→ PROMPT
Can you copy every entry below word for word, omitting the pictures from your copy?

→ RECORDS FOR THIS TASK
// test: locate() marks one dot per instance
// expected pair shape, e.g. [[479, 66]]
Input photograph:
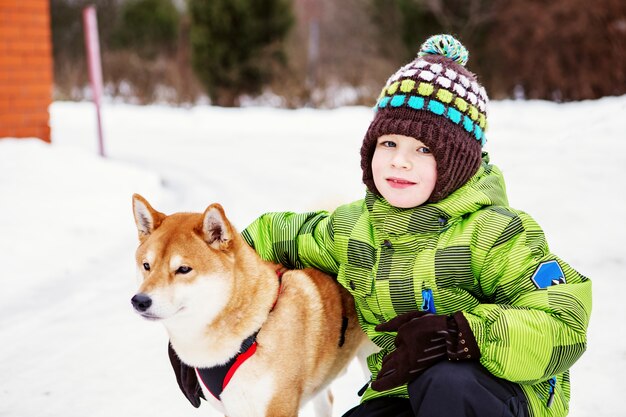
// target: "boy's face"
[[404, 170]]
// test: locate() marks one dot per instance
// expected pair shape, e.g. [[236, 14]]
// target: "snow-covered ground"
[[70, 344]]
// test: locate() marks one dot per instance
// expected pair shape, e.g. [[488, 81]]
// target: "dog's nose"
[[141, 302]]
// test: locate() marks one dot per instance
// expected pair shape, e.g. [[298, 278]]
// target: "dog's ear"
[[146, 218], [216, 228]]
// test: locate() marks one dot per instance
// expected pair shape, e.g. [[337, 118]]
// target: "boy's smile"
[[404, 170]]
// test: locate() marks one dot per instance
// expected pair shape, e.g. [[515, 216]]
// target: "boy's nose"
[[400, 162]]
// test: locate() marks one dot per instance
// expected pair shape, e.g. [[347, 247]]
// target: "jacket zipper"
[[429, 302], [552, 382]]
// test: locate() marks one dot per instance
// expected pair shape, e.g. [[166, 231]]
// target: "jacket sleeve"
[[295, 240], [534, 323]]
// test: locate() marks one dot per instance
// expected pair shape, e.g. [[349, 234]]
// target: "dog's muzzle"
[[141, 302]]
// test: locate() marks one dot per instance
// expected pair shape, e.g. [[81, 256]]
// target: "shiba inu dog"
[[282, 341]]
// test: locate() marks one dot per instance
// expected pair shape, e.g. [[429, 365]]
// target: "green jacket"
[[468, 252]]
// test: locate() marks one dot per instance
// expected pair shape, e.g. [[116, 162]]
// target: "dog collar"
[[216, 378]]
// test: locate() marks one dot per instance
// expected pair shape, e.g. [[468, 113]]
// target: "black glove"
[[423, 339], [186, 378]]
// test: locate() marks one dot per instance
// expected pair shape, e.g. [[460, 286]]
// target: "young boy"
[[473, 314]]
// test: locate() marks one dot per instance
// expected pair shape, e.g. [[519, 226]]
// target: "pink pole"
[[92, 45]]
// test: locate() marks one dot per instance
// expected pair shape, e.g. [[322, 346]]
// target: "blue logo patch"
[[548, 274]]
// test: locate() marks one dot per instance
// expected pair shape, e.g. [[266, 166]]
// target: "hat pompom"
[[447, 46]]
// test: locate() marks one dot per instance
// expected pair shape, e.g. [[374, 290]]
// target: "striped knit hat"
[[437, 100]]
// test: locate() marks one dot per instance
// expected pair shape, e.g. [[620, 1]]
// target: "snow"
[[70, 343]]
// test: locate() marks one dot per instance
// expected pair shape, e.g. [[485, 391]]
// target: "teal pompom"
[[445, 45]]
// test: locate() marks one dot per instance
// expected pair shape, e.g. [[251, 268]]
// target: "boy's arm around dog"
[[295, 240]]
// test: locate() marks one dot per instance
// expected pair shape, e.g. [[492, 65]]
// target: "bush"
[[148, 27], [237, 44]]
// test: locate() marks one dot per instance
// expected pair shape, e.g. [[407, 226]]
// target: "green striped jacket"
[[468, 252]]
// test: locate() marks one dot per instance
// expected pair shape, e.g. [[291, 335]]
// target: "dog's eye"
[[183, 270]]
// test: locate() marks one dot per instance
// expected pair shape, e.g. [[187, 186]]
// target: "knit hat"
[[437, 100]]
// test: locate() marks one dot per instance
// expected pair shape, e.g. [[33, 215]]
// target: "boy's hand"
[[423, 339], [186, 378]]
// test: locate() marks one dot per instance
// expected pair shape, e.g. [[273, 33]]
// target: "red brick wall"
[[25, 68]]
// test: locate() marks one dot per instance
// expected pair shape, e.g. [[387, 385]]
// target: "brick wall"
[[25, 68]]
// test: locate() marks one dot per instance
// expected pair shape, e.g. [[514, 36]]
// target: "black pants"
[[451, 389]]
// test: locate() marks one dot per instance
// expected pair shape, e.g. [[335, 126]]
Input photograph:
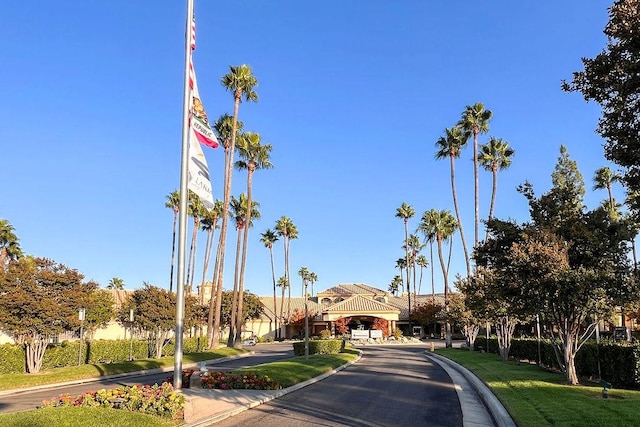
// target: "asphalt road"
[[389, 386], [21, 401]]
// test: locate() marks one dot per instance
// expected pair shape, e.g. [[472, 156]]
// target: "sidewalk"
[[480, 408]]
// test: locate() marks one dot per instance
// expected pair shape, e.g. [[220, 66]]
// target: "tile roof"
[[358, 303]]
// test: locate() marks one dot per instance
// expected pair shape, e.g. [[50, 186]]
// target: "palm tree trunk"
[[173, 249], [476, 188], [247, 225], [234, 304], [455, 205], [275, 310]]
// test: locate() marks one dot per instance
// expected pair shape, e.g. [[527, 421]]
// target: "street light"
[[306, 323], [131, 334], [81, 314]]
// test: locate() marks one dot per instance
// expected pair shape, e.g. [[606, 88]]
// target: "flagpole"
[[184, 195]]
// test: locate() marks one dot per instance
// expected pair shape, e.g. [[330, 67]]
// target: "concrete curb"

→ COMPLETE RESPONSE
// test: locate() marks one dot per instance
// expected pair shape, e.g. [[479, 66]]
Input photograph:
// target: "boy's face"
[[404, 170]]
// test: locate() marks one dot per instance
// expected pair shape, e.g. [[236, 14]]
// target: "snow-covered ground"
[[70, 344]]
// test: locate() marks one dot per instance
// expected pair shape, e.g. [[488, 81]]
// target: "dog's nose"
[[141, 302]]
// test: locate() marks one dot per instance
// expected pair shape, e.g. [[298, 278]]
// target: "dog's ear"
[[146, 218], [216, 228]]
// test: locate() marks one dot per instance
// expected pair shape, e.g. [[337, 118]]
// target: "boy's smile"
[[404, 170]]
// test: locate() marks one dot per instance
// expected pair shape, e.g. [[515, 216]]
// target: "boy's nose"
[[400, 162]]
// test: locate() marks one dot per instance
// expected pair shape, e.g. [[347, 247]]
// target: "jacket zipper"
[[429, 302], [552, 382]]
// test: locate() marks one dot per instance
// expected pair shape, e.g. [[166, 231]]
// target: "jacket sleeve"
[[295, 240], [534, 323]]
// test: locate() marks one dot per instance
// expected pair shape, e.g. [[349, 234]]
// target: "dog's muzzle"
[[141, 302]]
// test: locate() marks one dot per instance
// expected pair shape, e.g. [[81, 256]]
// target: "shiba inu dog"
[[282, 341]]
// test: locate() marks one dot per instance
// expected pair shape, e.g. [[429, 365]]
// target: "green jacket"
[[468, 252]]
// test: locate() marks one dot per instance
// expected pair shape, e.g. [[116, 162]]
// target: "dog collar"
[[216, 378]]
// test: locate() marks one dot per instance
// expected pair shape, e.g. [[468, 113]]
// target: "black glove"
[[423, 339], [186, 378]]
// test: locate() marks one dot per instance
// expected pair shape, e.g. [[460, 286]]
// target: "young boy"
[[473, 314]]
// test: locate() marks one dot per instance
// expected pair shape, e.g. [[519, 226]]
// target: "pink pole"
[[92, 45]]
// test: locate() marks one dot per instance
// expected pair shape, e.g. [[322, 346]]
// target: "blue logo patch"
[[548, 274]]
// test: locate() marks one dot per instance
// expected pair shape, e.g. [[266, 166]]
// target: "hat pompom"
[[447, 46]]
// test: locate() marks one dot per instance
// expected pair shape, e.g. [[374, 290]]
// target: "striped knit hat"
[[437, 100]]
// test: locate() marks one dot per instance
// expected pair shape, e.g. [[620, 1]]
// target: "snow"
[[70, 343]]
// test: locate() marks one dot per instance
// expected pair shape, e.g. [[485, 391]]
// target: "teal pompom"
[[445, 45]]
// test: locate() marks one dot per instance
// expected pair shape, e.g. [[251, 268]]
// target: "boy's arm around dog"
[[295, 240]]
// test: locate() marks one dot per instance
// expected pair shape, e.g. [[492, 65]]
// target: "bush"
[[148, 27], [237, 44]]
// test: locate() marks one dot per instance
// expected pair shape, e.g. [[407, 226]]
// target: "green striped jacket"
[[468, 252]]
// test: locate() marks one dot per instance
// expected pair shape, e.g. [[291, 335]]
// target: "dog's eye"
[[183, 270]]
// test: locate() marks one dot per instance
// expected pair shape, e.g. [[187, 186]]
// target: "knit hat"
[[437, 100]]
// test: locate() marks one dot per instance
// expected pair shape, e.g. [[33, 215]]
// target: "boy's hand"
[[423, 339], [186, 378]]
// test: locate() marks one dot per instance
// expected pair shape, e.g. [[273, 33]]
// target: "red brick wall"
[[25, 68]]
// test: locate() marks one dot per instance
// expected pair shape, e.g. [[387, 385]]
// target: "brick wall"
[[25, 68]]
// test: locate() marks one dot per instance
// expected pair shape, e.g. [[514, 36]]
// target: "black pants"
[[451, 389]]
// test: locate() marks one dot per instance
// expected pair shape, e.g. [[335, 126]]
Input photograph:
// target: "asphalt road"
[[389, 386], [21, 401]]
// test: locate() marks one dot per instance
// expected pair shape, e.g. [[472, 156]]
// target: "sidewalk"
[[480, 408]]
// test: locate() marks one dot per instance
// expected pair shape, e.g. [[220, 66]]
// target: "tile roof"
[[358, 303]]
// test: locate() marks one dot per instance
// expected pair shape, e.g. [[50, 186]]
// target: "palm tree trunk"
[[173, 249], [476, 188], [247, 225], [234, 304], [455, 205], [275, 310]]
// test: locate() marks one dot per instance
// expected pair shape, e.g. [[527, 421]]
// target: "street light"
[[306, 323], [131, 334], [81, 314]]
// test: locate() marks one dot per instance
// expected pair shape, e.g. [[606, 88]]
// target: "flagpole"
[[184, 195]]
// test: locate() marks one dot per instance
// expected pair shape, e.g. [[330, 67]]
// target: "concrete curb"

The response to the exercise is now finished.